**ACTIVITY**:
Search the material for lines containing the word "indicate", and copy each one.

**RECORDS**:
________
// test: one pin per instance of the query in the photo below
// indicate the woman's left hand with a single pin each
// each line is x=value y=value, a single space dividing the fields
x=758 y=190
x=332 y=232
________
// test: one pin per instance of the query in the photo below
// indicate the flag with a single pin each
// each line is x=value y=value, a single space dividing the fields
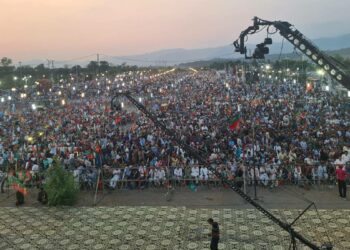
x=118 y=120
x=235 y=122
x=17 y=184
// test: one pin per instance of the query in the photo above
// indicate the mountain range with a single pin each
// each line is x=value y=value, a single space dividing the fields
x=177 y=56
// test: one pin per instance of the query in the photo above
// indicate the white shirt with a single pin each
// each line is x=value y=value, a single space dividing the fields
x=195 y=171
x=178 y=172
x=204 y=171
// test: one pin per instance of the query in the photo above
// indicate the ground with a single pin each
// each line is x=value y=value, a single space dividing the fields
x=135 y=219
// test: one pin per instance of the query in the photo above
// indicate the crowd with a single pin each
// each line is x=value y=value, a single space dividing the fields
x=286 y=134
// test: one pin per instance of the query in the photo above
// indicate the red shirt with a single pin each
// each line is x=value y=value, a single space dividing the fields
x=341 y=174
________
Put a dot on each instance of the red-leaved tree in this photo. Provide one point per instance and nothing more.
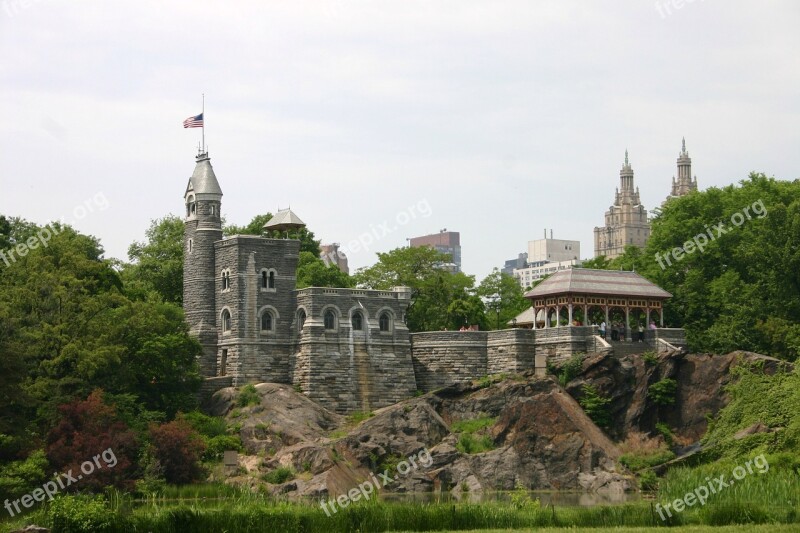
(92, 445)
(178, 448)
________
**RESULT OF THIS TASK**:
// indicate the woman's left hand with a single pin each
// indicate the flag with a single pin each
// indicate the mountain range with a single pin each
// indicate the white shirt with a single pin each
// indicate the ground with a single pin each
// indicate the crowd with a single pin each
// indicate the red shirt with a single pin each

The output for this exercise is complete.